## Tareas del ejercicio
- a) Responde estas preguntas sobre el texto acerca de la crisis de la democracia liberal:
(i) ¿En qué periódico y con qué fecha apareció el artículo de Emir Sader que se cita?
(ii) ¿Por qué medio desactivó el neoliberalismo al sujeto revolucionario?
(iii) ¿Qué le aconsejaba Laclau a la izquierda?
- b) Escribe la continuación del texto sobre la crisis de la democracia liberal a partir de su último párrafo.

## Fragmento del texto
/---

Lo alternativo por fuerza se apoya en lo que niega y busca superar.
En su artículo “La crisis de la democracia en el neoliberalismo” (La Jornada 31-3-17), Emir Sader dice que “la era neoliberal es la era del agotamiento del sistema de las democracias liberales”, las cuales se han vaciado de contenido “dejando al sistema político y a los gobiernos suspendidos en el aire”. Por eso dice también que “ya no se trata de reivindicar un sistema que se ha agotado, sino de construir formas alternativas de Estado, de sistemas políticos y de representación política de todas las fuerza sociales”. No indica en qué consisten esas “formas alternativas”, porque ―como todos en esta hora de desplome de paradigmas― quizá tampoco lo sabe. De seguro está ―como medio mundo― en la búsqueda de elementos para articular un nuevo prototipo político, y lo hace dentro de lo que queda del sistema, pues ―desde la caída del socialismo real― no existe un “afuera” de él.
Hablar de “formas alternativas” al liberalismo no quiere decir ―y hay que dejarlo claro― hablar de socialismo, ya que éste es un paradigma congelado quién sabe hasta cuándo, sobre todo porque el neoliberalismo se las arregló para desactivar al sujeto revolucionario mediante la entretención compulsiva y adictiva, al extremo de hacerlo creer que hasta la protesta, la indignación y la lucha por el cambio deben ser divertidas. Tampoco quiere decir engolosinarse con expresiones como “ir más allá”, “hacer algo distinto” o “apostarle a otro futuro”, pues estas son frases hueras que encajan mejor en una balada, en un bolero o en mal poema de amor que en el análisis concreto de la situación concreta.
Las formas alternativas a algo siempre se apoyan en ese algo que niegan. No tienen más remedio, pues ese algo es lo que hay y constituye la única plataforma para destruirlo y convertirlo en algo distinto. No hay un “afuera” de la plataforma. En el caso del mundo actual, no por el momento. De aquí que cuando Laclau aconsejaba a la izquierda llevar el ideario liberal a sus últimas consecuencias para demostrar que los neoliberales no actúan conforme a su prédica y fomentar así sus contradicciones al tiempo que se concientiza el sujeto decepcionado por el derrumbe del paradigma socialista y la derechización de las izquierdas, no lo hacía para adherir al liberalismo, sino para dinamitarlo. Y en tal sentido, la suya era una forma alternativa de construir Estado, sistemas políticos y formas de representación política de todos, como quiere Sader.

\---

## Ítems listados
/---

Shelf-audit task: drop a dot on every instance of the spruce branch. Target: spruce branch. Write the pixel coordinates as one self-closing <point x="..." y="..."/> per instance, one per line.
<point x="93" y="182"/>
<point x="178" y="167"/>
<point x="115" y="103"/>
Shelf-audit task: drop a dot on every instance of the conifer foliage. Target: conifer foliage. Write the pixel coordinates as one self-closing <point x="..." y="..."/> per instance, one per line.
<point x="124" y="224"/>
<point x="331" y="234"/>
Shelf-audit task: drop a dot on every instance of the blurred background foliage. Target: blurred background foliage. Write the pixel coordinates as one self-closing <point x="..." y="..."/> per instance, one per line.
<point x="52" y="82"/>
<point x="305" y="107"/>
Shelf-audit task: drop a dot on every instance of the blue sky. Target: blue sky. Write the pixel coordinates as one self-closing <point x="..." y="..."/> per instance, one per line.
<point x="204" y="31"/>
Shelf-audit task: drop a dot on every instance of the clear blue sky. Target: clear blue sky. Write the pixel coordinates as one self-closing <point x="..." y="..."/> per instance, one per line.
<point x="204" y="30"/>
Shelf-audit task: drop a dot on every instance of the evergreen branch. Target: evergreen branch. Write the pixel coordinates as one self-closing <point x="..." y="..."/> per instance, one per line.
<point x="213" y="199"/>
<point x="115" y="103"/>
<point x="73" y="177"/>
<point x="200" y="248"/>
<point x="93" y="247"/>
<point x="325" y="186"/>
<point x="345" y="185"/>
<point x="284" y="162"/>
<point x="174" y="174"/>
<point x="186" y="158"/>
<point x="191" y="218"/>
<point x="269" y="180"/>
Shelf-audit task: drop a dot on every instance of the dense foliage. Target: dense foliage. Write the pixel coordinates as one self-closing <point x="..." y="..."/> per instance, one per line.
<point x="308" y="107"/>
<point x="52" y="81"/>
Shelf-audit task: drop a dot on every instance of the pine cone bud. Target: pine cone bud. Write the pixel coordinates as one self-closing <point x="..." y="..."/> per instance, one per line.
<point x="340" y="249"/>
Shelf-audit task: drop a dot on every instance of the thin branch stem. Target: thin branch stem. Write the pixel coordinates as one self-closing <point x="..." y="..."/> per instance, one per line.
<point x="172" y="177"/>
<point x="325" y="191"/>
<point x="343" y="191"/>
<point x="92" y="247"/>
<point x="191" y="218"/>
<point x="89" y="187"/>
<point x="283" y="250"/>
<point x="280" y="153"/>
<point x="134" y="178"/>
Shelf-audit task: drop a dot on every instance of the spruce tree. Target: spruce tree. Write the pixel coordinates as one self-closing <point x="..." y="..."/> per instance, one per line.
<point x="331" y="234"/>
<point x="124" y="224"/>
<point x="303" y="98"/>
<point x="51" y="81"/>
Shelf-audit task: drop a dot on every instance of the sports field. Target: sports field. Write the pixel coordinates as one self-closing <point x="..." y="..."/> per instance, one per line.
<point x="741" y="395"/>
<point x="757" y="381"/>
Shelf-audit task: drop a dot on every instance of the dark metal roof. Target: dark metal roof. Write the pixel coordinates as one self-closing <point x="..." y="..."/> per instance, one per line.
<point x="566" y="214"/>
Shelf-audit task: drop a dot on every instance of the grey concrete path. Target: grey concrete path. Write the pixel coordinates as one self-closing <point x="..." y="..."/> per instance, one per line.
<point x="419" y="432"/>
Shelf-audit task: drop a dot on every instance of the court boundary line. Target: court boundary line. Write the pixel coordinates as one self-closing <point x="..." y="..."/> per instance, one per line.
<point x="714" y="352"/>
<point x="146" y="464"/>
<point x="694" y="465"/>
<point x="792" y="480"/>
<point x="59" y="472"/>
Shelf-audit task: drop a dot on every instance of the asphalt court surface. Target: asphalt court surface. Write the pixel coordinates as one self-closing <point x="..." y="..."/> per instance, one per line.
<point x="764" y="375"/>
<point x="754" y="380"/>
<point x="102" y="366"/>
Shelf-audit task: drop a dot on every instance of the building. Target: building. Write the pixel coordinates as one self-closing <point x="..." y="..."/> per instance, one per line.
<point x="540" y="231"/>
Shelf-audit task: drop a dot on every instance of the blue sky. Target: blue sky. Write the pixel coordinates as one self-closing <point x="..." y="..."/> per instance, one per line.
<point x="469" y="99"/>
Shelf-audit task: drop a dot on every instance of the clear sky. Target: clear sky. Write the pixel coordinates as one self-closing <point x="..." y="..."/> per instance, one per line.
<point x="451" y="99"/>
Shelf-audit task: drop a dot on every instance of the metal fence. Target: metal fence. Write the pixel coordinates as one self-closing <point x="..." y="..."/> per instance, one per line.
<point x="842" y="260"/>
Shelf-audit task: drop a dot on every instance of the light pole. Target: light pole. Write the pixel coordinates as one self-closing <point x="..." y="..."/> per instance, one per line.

\---
/---

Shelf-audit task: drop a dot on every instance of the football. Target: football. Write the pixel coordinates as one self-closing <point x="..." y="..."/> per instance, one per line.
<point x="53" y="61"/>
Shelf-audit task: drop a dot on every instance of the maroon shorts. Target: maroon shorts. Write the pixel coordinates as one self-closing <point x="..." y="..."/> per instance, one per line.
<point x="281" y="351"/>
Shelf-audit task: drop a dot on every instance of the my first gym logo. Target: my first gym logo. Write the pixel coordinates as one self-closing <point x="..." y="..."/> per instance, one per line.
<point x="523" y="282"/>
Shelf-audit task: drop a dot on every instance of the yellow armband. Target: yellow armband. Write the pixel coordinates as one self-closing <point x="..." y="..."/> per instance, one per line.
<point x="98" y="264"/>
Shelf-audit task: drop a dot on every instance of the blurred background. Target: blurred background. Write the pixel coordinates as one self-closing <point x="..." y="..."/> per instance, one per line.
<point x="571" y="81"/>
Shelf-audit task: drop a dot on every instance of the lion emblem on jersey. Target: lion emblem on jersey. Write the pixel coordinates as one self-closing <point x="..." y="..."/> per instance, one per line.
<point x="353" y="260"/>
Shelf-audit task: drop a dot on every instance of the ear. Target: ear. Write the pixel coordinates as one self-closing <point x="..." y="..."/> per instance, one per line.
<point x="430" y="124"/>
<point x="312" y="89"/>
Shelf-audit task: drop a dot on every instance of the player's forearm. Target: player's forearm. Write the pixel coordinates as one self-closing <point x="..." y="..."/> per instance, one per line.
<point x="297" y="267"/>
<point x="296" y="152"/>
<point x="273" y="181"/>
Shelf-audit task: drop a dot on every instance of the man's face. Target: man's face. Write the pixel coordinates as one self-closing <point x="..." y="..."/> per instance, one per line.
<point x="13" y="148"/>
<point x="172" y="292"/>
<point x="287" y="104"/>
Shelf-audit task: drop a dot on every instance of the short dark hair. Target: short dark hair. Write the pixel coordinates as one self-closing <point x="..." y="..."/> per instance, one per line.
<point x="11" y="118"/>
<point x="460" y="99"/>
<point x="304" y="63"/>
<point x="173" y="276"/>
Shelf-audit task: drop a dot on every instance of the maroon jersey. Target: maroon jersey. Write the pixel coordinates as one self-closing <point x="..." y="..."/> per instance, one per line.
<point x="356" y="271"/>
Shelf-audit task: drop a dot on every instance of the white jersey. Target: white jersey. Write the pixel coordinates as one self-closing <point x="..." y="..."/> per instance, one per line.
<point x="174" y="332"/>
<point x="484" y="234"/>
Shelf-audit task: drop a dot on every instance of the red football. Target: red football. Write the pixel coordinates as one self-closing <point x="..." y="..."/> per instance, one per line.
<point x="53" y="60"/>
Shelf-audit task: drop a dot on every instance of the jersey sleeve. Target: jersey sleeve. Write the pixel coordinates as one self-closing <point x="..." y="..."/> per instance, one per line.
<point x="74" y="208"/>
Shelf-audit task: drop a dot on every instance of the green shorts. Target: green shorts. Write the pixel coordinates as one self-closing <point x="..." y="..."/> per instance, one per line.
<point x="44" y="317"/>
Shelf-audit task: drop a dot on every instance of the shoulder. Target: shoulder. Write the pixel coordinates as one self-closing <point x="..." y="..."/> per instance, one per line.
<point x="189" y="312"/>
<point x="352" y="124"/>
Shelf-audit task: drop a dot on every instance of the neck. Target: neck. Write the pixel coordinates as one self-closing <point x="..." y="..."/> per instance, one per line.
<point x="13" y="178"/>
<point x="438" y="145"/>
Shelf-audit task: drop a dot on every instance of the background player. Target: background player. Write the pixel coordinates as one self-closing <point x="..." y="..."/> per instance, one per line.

\---
/---

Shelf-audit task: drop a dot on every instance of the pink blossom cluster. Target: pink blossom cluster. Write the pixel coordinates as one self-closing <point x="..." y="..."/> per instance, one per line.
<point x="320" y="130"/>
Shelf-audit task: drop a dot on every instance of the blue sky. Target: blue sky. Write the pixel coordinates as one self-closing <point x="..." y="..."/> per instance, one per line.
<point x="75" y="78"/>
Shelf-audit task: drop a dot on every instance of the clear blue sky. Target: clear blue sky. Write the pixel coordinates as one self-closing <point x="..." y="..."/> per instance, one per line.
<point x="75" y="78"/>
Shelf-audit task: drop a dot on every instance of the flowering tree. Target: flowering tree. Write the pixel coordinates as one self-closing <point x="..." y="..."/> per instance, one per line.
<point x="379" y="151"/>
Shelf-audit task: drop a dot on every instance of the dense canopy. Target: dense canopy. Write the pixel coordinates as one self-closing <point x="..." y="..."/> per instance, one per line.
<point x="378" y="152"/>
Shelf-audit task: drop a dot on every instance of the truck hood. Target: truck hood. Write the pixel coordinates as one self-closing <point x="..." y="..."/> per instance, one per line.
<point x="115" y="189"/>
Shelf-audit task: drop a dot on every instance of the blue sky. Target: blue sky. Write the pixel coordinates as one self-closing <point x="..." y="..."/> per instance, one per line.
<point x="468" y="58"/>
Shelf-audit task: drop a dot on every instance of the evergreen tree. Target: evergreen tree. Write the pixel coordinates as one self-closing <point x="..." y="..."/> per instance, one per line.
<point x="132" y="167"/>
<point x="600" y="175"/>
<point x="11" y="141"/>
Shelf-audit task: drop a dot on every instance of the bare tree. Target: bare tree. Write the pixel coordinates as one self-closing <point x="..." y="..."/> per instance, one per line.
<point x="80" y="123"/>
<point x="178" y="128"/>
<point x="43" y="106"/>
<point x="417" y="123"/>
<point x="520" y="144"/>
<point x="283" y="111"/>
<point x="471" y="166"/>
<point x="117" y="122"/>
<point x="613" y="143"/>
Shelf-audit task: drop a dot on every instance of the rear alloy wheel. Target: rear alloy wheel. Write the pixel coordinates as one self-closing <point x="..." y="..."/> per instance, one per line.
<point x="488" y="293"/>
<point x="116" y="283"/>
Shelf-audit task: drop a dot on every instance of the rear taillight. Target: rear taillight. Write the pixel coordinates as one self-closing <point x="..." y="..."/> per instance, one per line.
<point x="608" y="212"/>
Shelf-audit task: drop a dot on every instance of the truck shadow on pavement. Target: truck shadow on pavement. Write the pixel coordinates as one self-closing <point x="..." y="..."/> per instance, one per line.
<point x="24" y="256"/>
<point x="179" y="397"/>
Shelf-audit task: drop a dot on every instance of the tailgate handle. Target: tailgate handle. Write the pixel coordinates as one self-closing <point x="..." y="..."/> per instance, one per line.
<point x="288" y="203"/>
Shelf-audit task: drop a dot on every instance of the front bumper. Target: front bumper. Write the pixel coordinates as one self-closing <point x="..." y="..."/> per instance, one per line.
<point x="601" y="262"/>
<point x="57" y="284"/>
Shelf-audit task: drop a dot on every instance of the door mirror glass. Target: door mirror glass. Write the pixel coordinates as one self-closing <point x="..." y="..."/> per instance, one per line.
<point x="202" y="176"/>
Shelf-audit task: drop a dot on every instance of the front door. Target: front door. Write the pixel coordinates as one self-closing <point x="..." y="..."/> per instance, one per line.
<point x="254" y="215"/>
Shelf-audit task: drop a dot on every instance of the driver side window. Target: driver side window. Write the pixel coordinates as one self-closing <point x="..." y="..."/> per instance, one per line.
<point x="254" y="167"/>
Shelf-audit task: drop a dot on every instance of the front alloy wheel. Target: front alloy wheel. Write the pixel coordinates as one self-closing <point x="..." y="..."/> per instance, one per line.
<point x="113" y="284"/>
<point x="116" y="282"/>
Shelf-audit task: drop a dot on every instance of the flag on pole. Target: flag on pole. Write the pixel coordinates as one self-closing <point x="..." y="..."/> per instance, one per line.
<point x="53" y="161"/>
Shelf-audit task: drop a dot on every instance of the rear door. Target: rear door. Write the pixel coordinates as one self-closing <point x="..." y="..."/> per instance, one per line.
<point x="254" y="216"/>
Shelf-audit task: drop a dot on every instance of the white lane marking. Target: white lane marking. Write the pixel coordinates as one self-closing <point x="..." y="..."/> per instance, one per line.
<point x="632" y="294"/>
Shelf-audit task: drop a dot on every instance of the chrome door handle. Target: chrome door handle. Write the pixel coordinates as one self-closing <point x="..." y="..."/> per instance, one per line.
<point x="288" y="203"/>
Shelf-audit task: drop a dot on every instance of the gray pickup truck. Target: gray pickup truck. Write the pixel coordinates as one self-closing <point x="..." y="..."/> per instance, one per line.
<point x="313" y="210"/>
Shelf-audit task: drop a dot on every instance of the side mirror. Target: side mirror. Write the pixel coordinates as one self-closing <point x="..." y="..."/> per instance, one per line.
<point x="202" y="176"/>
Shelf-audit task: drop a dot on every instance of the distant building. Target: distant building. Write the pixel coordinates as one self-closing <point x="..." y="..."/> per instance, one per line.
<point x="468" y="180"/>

\---

## Respuestas
- a)
(i) En La Jornada, el 31-3-17.
(ii) Por medio de la entretención compulsiva y adictiva.
(iii) Llevar el ideario liberal a sus últimas consecuencias.

- b)
Esto, empero, horroriza al izquierdismo ―esa “enfermedad infantil” de los más papistas que el Papa que aborrecía Lenin― porque supone que el ideario de la izquierda debe funcionar en la práctica como dogma y no como guía, como mandamiento y no como método a ser aplicado creativamente según la situación histórica específica. De aquí frases como “Socialismo o muerte”, que aparecen hoy en los muros de la Ciudad de Guatemala, pintados por “estudiantes” que presumen de radicales sin tener la más vaga idea del despropósito en el que incurren.
Proponer llevar el ideario liberal a sus últimas consecuencias para provocar que los neoliberales se opongan a ello y así radicalizar la lucha de clases, no equivale a volverse liberal, sino a aplicar el método y la guía creativamente. A esta propuesta se le pueden hacer críticas, pero sin duda no la de invalidarla por no apegarse al principismo retórico izquierdista. Esto no es sino piadosa censura eclesial. Histérico gritito escandalizado.